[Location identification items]
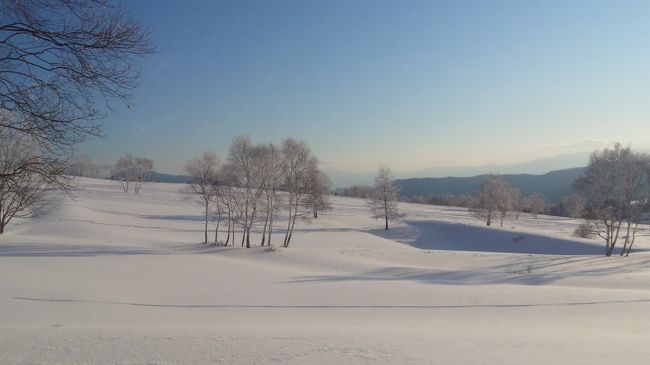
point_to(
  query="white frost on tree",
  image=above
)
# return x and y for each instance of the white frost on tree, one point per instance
(383, 203)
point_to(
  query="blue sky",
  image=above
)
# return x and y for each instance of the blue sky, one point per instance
(409, 83)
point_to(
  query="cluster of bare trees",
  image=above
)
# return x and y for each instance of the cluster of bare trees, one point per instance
(132, 170)
(496, 198)
(57, 58)
(26, 176)
(383, 198)
(616, 191)
(254, 184)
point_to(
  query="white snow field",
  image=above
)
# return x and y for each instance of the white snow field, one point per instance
(111, 278)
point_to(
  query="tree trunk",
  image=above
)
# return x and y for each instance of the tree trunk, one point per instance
(286, 235)
(229, 225)
(206, 225)
(270, 227)
(216, 230)
(266, 223)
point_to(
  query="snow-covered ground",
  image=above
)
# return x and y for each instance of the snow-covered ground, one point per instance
(123, 279)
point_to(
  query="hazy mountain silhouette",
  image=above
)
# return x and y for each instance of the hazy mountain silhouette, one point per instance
(553, 185)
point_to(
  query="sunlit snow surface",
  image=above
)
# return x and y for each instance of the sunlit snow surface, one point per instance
(123, 279)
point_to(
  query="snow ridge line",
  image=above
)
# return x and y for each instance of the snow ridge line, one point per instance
(334, 306)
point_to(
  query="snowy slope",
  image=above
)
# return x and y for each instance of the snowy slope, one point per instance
(116, 278)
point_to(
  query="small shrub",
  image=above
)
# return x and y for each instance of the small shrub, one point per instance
(585, 230)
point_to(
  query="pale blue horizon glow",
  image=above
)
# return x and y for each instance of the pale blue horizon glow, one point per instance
(411, 84)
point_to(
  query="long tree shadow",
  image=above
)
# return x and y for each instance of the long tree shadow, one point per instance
(438, 235)
(71, 250)
(519, 273)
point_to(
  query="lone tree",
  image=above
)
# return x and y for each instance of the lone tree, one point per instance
(494, 195)
(24, 193)
(614, 187)
(297, 163)
(319, 189)
(535, 204)
(383, 203)
(204, 174)
(132, 169)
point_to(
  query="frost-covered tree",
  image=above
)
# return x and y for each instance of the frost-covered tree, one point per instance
(383, 204)
(132, 169)
(320, 186)
(572, 206)
(297, 162)
(614, 186)
(494, 196)
(535, 204)
(123, 171)
(272, 183)
(246, 163)
(204, 183)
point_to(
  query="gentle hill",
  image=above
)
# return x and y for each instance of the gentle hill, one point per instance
(162, 177)
(553, 185)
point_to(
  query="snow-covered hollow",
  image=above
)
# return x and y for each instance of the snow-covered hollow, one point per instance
(124, 279)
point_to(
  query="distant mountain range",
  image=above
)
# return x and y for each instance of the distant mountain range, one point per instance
(343, 178)
(161, 177)
(553, 185)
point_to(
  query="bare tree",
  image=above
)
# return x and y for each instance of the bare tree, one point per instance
(123, 171)
(383, 203)
(612, 186)
(57, 58)
(298, 161)
(494, 195)
(320, 186)
(535, 204)
(132, 169)
(247, 164)
(23, 193)
(272, 170)
(142, 169)
(203, 171)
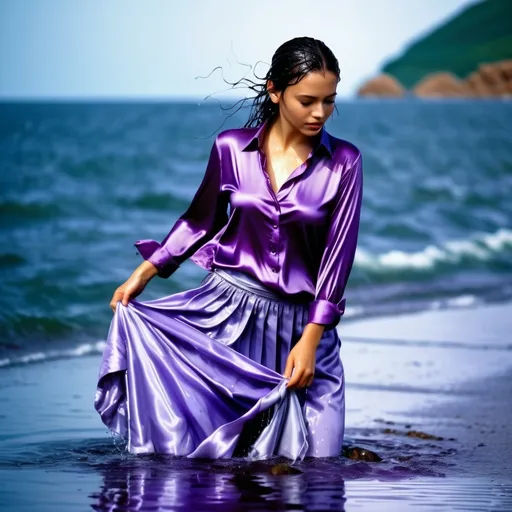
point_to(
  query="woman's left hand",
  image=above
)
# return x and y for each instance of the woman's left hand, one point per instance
(301, 360)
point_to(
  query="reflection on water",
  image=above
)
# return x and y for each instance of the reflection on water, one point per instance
(161, 486)
(165, 483)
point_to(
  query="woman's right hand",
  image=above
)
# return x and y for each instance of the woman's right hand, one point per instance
(134, 285)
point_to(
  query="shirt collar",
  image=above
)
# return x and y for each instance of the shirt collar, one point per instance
(323, 139)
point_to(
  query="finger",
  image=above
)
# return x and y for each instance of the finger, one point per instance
(113, 302)
(289, 367)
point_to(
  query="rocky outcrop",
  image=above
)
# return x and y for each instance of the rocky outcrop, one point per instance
(489, 80)
(382, 85)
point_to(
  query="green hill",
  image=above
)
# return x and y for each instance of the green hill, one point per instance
(481, 33)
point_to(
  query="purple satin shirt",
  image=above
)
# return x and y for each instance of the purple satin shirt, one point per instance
(299, 242)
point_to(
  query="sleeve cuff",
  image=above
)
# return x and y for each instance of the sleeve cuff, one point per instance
(153, 252)
(326, 313)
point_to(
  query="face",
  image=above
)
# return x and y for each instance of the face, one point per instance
(308, 104)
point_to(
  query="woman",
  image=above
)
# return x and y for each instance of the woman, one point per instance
(248, 363)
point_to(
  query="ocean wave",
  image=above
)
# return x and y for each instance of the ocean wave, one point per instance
(482, 247)
(85, 349)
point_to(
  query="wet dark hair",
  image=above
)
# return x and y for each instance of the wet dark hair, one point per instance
(291, 62)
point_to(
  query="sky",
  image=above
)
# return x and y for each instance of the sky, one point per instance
(156, 49)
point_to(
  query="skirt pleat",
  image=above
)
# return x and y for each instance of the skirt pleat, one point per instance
(199, 373)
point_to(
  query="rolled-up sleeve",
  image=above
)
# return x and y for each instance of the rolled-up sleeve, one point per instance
(205, 216)
(339, 252)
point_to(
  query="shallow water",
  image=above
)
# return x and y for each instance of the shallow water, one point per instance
(56, 455)
(435, 234)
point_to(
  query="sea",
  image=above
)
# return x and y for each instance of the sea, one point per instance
(81, 181)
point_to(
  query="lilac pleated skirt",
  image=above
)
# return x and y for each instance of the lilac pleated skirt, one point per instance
(199, 374)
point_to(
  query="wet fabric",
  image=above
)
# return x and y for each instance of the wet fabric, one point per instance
(299, 241)
(185, 374)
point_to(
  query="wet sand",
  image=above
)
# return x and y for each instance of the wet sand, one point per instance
(443, 373)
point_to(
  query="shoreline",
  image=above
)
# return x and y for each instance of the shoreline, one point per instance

▸ **Goal**
Exclude the images, then output the data above word for word.

▸ **Answer to the problem**
point_to(
  query="white frost on tree",
  image=above
)
# return x and y for each instance of the white frost on tree, one point per instance
(383, 203)
point_to(
  query="blue sky",
  image=above
)
# return x and y for each instance of the blue sky, one point per instance
(409, 83)
point_to(
  query="cluster of bare trees",
  image=above
)
# return x and y for each instance of the cluster of bare trees, one point per instance
(132, 170)
(496, 198)
(57, 58)
(26, 176)
(383, 198)
(616, 191)
(254, 184)
point_to(
  query="white snow field",
  image=above
)
# return x and y for each instance of the white snow field, one point per instance
(111, 278)
point_to(
  query="tree trunk",
  image=above
)
# return x and y for each instance of the tree trunk, one point per instance
(286, 235)
(229, 225)
(206, 225)
(270, 227)
(216, 230)
(266, 223)
point_to(
  query="snow-covered ground",
  image=above
)
# return x and y for each instance of the snow-covered ground, one point per instance
(123, 279)
point_to(
  query="hazy mountain silhouette",
  image=above
)
# return x and y for each instance of the hazy mountain silhouette, one point per instance
(553, 185)
point_to(
  query="sunlit snow surface",
  image=above
)
# return x and y for each instance of the sunlit snow surface, one point per instance
(123, 279)
point_to(
  query="snow ridge line",
  image=above
)
# return x and y for each instance of the snow ridge line, one point per instance
(334, 306)
point_to(
  query="snowy slope",
  image=above
)
# return x and y for each instance of the snowy slope, one point per instance
(116, 278)
point_to(
  query="small shrub",
  image=above
)
# return x and y for each instance of the small shrub, one point per instance
(585, 230)
point_to(
  query="pale blue horizon glow",
  image=above
)
# return x and y for each instance of the pale blue horizon glow, one point per instance
(411, 84)
point_to(
  query="long tree shadow",
  image=above
)
# return x and y for each instance of the long tree shadow, one point per instance
(438, 235)
(71, 250)
(519, 273)
point_to(
  query="lone tree",
  image=above
)
# return x and y for each instance of the lone tree, one point per instance
(494, 195)
(24, 193)
(614, 187)
(297, 163)
(319, 189)
(535, 204)
(383, 203)
(204, 174)
(132, 169)
point_to(
  query="frost-covered tree",
  image=above
)
# return x and y for each instance of the frost-covered tree, one point per instance
(383, 204)
(132, 169)
(320, 186)
(572, 206)
(297, 162)
(614, 186)
(494, 196)
(535, 204)
(123, 171)
(272, 183)
(246, 163)
(204, 183)
point_to(
  query="gentle hill",
  image=above
)
# return x and y for each instance of the gentle hill, one point per instance
(162, 177)
(553, 185)
point_to(
  query="snow-covered hollow",
  image=above
)
# return x and y for each instance of the snow-covered hollow, one point per instance
(124, 279)
point_to(
  query="distant mountain range",
  image=above
)
# return x and y for each instance of the distant mountain range, one point per instance
(343, 178)
(161, 177)
(553, 185)
point_to(
  query="bare tree",
  image=above
)
# return x and y for each instance of the bare tree, one point per instance
(123, 171)
(383, 203)
(612, 186)
(57, 58)
(298, 161)
(494, 195)
(320, 186)
(535, 204)
(132, 169)
(247, 164)
(23, 193)
(272, 170)
(142, 169)
(203, 171)
point_to(
  query="woman's left hand",
  image=above
)
# return x and y for each instance of the woman's left hand, one point per instance
(301, 360)
point_to(
  query="reflection on water",
  image=above
)
# return x and y for each instance of the reflection on water, one point per instance
(161, 486)
(165, 483)
point_to(
  query="woman's right hand",
  image=above
)
# return x and y for each instance of the woman's right hand, one point per instance
(134, 285)
point_to(
  query="shirt collar",
  image=above
)
# return x and y for each instance of the shirt collar, one point per instance
(323, 139)
point_to(
  query="finger",
  image=above
)
# return x and y for each instance of the finger, one point per instance
(113, 302)
(289, 367)
point_to(
  query="rocky outcrop",
  image=above
)
# return x and y for each instance of the rocky outcrop, one point per instance
(489, 80)
(382, 85)
point_to(
  query="green hill",
  image=above
)
# return x and y for each instance of the green hill, one point per instance
(481, 33)
point_to(
  query="purple satin shirt",
  image=above
)
# return x and y for each instance of the purple satin shirt, one point per instance
(299, 242)
point_to(
  query="sleeve cuff",
  image=above
)
# return x and y for each instance of the sleeve cuff, one point per instance
(153, 252)
(326, 313)
point_to(
  query="face",
  image=above
)
# return x and y for each instance of the face, one point per instance
(308, 104)
point_to(
  query="woman",
  image=above
)
# return x and y for each instance of the woman, one point per instance
(248, 363)
point_to(
  query="ocean wave",
  image=above
)
# return x and y for each instance of the ocean wave, one point per instance
(482, 247)
(85, 349)
point_to(
  query="wet dark hair",
  image=above
)
# return x and y for each instance of the wet dark hair, one point per instance
(291, 62)
point_to(
  query="sky",
  image=above
)
# return x and y for each instance of the sky, one point per instance
(156, 49)
point_to(
  query="skirt pleat",
  image=above
)
# return x and y for each instance of the skirt pleat, one point per instance
(199, 373)
point_to(
  query="rolled-up sleeve",
  image=above
)
# return x and y for each instance of the rolled-up sleeve, one point per instance
(205, 216)
(339, 252)
point_to(
  query="shallow water",
  image=above
)
# return x and y for each instance of the shallow water, one point per instance
(56, 455)
(435, 234)
point_to(
  query="sea",
  image=above
)
# return x and y for each instance of the sea, one point per instance
(81, 181)
point_to(
  query="lilac pleated skirt",
  image=above
)
# return x and y for each instance of the lilac pleated skirt, one point per instance
(199, 374)
point_to(
  query="wet fabric",
  image=above
)
# return x and y for each instance of the wet fabric, one point per instance
(299, 241)
(185, 374)
point_to(
  query="wet sand",
  image=above
)
# return x and y for each instance of the wet sand, one point per instance
(443, 373)
point_to(
  query="shoreline",
  image=above
)
# return x and y for each instance of the shoreline, one point per instance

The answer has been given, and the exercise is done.